# Assigned task:
Where a picture appears, leave it out, and transcribe all the lines below exactly.

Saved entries
'''

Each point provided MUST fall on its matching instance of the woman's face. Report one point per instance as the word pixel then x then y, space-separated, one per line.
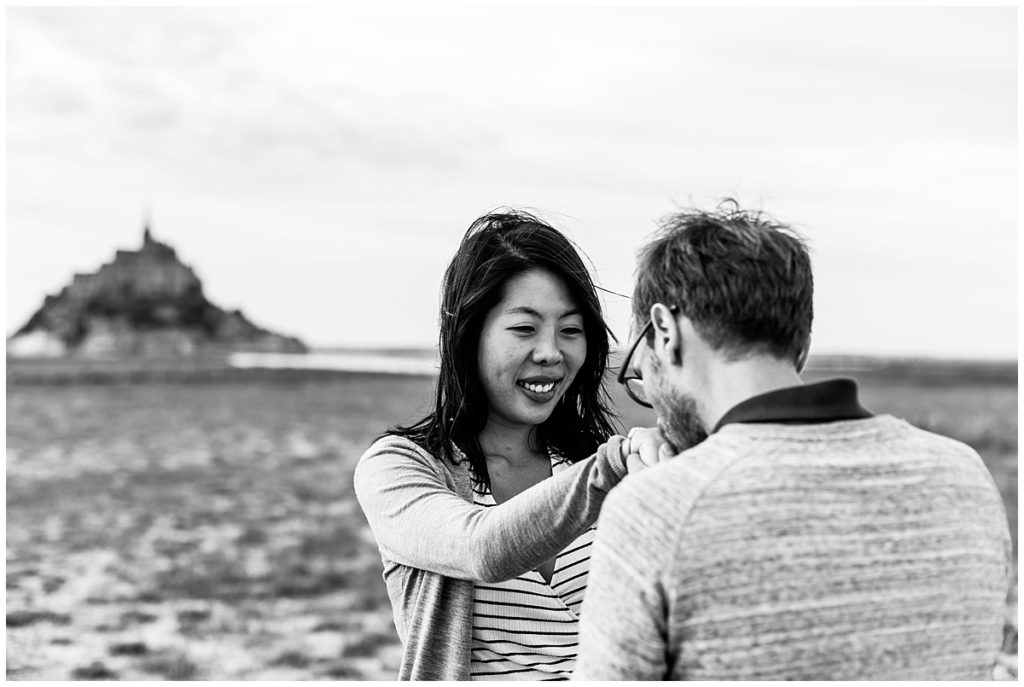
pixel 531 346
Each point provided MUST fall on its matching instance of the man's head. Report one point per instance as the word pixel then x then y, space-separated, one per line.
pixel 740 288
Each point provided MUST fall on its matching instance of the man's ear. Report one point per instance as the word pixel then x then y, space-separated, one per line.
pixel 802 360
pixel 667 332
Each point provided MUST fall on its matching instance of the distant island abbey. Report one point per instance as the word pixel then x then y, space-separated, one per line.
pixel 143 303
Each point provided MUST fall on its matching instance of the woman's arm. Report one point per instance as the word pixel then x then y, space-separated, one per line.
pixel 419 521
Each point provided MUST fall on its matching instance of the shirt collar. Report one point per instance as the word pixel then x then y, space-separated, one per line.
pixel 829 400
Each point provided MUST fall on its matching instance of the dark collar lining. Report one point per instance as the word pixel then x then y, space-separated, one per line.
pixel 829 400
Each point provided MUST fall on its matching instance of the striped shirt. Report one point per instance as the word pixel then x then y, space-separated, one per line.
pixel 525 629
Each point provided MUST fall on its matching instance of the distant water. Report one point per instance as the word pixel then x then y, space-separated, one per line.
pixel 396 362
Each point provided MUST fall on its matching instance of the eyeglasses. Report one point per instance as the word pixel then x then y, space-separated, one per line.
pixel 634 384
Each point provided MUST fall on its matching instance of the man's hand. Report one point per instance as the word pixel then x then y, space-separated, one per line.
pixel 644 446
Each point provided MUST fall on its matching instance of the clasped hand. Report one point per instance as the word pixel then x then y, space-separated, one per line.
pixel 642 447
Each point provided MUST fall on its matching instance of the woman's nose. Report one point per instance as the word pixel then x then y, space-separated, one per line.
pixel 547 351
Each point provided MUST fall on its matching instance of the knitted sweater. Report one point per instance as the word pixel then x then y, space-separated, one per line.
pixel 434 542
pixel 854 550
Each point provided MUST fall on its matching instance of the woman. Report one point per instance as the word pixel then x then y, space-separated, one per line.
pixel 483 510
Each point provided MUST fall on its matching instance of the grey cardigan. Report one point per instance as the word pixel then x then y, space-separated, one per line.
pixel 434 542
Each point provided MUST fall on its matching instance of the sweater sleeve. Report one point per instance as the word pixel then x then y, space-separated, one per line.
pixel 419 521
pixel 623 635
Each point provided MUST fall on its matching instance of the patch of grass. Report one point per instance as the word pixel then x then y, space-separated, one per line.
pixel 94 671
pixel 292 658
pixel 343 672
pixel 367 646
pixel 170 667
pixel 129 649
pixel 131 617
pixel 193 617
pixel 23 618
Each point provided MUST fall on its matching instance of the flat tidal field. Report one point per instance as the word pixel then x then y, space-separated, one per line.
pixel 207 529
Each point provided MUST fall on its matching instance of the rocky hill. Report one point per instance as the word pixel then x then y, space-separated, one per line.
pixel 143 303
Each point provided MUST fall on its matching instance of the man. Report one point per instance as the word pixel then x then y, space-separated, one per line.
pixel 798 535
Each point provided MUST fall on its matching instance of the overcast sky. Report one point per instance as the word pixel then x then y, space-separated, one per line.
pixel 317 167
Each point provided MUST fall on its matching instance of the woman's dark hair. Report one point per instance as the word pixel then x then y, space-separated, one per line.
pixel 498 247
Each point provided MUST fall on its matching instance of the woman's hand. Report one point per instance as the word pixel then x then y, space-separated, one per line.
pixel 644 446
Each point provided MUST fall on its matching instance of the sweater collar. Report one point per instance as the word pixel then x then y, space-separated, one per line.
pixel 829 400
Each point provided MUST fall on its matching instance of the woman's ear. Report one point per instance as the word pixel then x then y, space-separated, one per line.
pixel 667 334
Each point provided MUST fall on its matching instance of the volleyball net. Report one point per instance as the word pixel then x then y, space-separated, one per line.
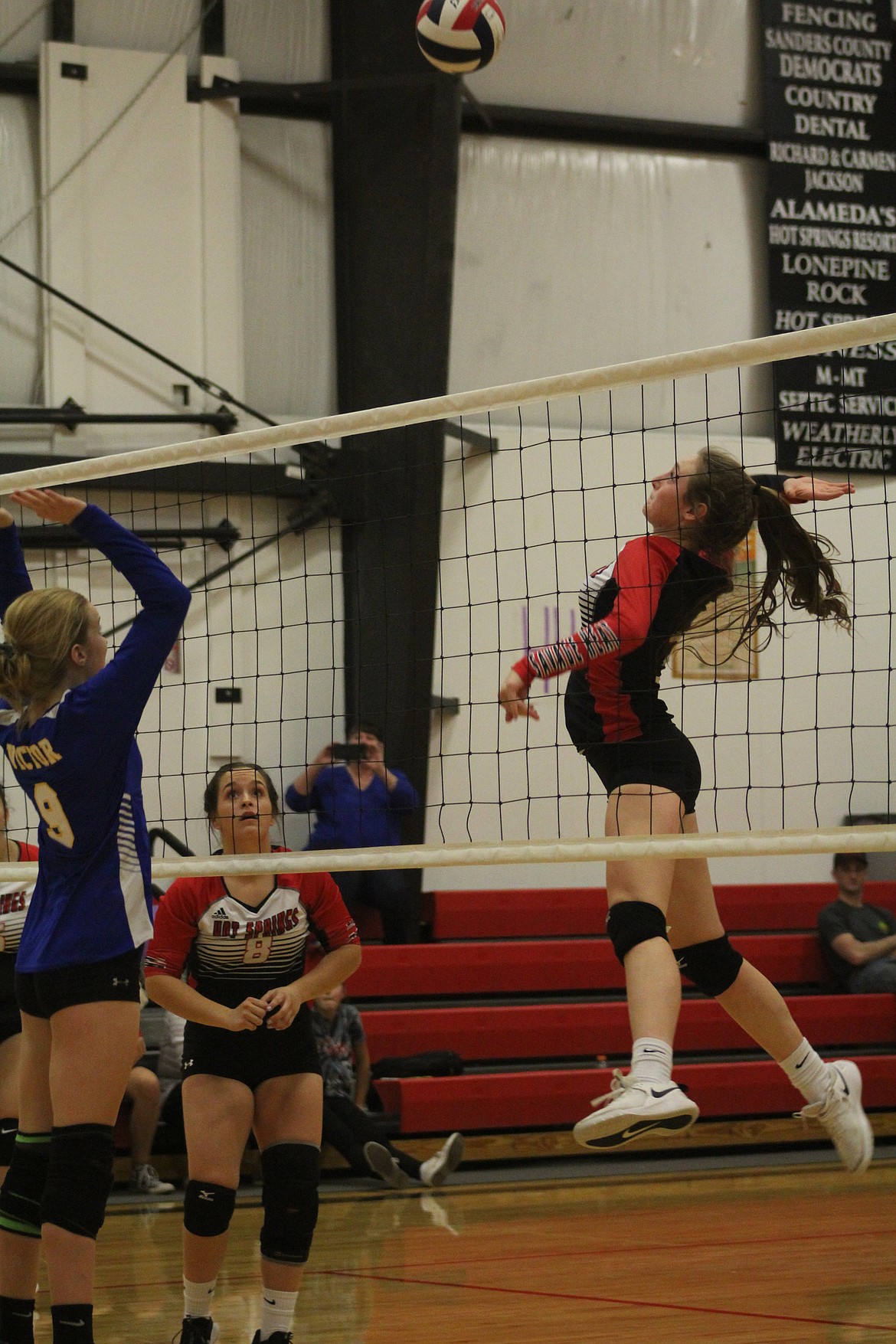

'''

# Exercise result:
Each point provided MUST fall on its matching instance of the woman's face. Report one point per instance as the word pixel then x then y, space-separated, one per line.
pixel 531 346
Each point provided MUST fall on its matching instance of the man's head. Report one point per instance as the word pixel then x then y, space-separated, one per line.
pixel 740 288
Each point provided MUST fall on its matching instance of the man's ear. Report one point per instance as the word pixel then x then y, space-separated, one per line.
pixel 802 360
pixel 667 332
Each point provided MUST fall on its matching instance of the distant island abbey. Report one point per instance as the word pixel then x then y, space-separated, one per line.
pixel 143 303
Each point provided MUST fall on its matching instance of the woman's arm. Report one point per instance as the word pixel then x then y, space-separated, one per line.
pixel 419 521
Each point provided MUST fall on its matching instance of the shirt collar. Report one point per instance as the word pixel then x then y, space-separated, one per line.
pixel 829 400
Each point provided MUST fall on its matching instance of the dark collar lining. Report one point per instance as the word pixel then x then y, space-separated, one per line.
pixel 829 400
Each point provided MUST fall on its matching instance of the striped shirt. Report one point per instance as the word pixel then x then y, space-separated, one per line.
pixel 525 629
Each point provided MUST fall on its matching instance of the distant water. Report one point per instance as the word pixel then x then y, space-separated, one per line.
pixel 396 362
Each point provided MUST fall on its matching instance of the eyeglasses. Report one point per instance as the word pixel then x then y, space-separated, one per line.
pixel 634 384
Each point provided MUST fall on its matching instance of the man's hand. Report one point per instance as the word pixel then x then y, space-separated, one per line.
pixel 644 446
Each point provided MUST fall on its matching instance of the clasped hand. Report one point per instance as the word pixel then x then y, space-separated, one per line.
pixel 642 447
Each point provided MUST fall on its matching instance of the woman's nose. Report one point per instance as the word pixel then x then y, space-separated, one per line.
pixel 547 351
Each point provided MUST fall on its matching instance of the knitted sweater. Report one point per instance as the word pixel then x then y, space-separated, one per line.
pixel 434 542
pixel 854 550
Each point provided MUST fall on its matching instance of the woman. Report one point per instance as the word pixel then x then y, space-separated, one per line.
pixel 483 510
Each point provided MUST fall on its matching instance of the grey cardigan. Report one point per instance as the word pixel then x then y, space-separated, one per line.
pixel 434 542
Each point provided MUST fall on its matching instance of the sweater sleeve. Report one point per instance as the word pixel then x then y, space-separated, one per line.
pixel 419 521
pixel 623 635
Each point provided MUST fall on its matching instance of the patch of grass. Report one point per instance as the word pixel then x then y, space-separated, one per line.
pixel 94 671
pixel 292 658
pixel 343 672
pixel 367 646
pixel 170 667
pixel 129 649
pixel 131 617
pixel 193 617
pixel 23 618
Each point provided MUST fall on its matching instance of the flat tidal field. Report one point per instance as the word pixel then x then y, space-separated, one per line.
pixel 207 529
Each point provided MUST fall on its matching instance of the rocky hill. Report one point per instance as the word pixel then x then y, space-separated, one per line.
pixel 143 303
Each point provided MUST fall on its matching instance of the man. Report one point per instance as the word pixel then x then y, space-separated, one per line.
pixel 798 535
Each point provided MUST fall on its matching instance of the overcast sky. Report one point per instance as the word pixel then x then y, space-separated, one per line.
pixel 317 167
Each point provided MUST fall on its matching instance of the woman's dark hair. Report one point per instance as the word pixel then x then y, space-separated, one per line.
pixel 498 247
Each point provided MUST fall on its matching instance of the woman's hand. Report one point per instance as the word pixel then x then y, space-separated, one per line.
pixel 644 446
Each point provided MUST fall on its matching instance of the sweater collar. Report one point per instance as the word pixel then x then y, space-separated, one per line.
pixel 829 400
Each point provided MUST fall on its matching instance of the woman's ear. Report one point per instance as the word pixel then x then y, space-separated, one per line.
pixel 667 334
Each point provided MUST fall on its matching instance of the volleyball net. Report one point per instance as the word pixel then x then y, space-separated, one per line.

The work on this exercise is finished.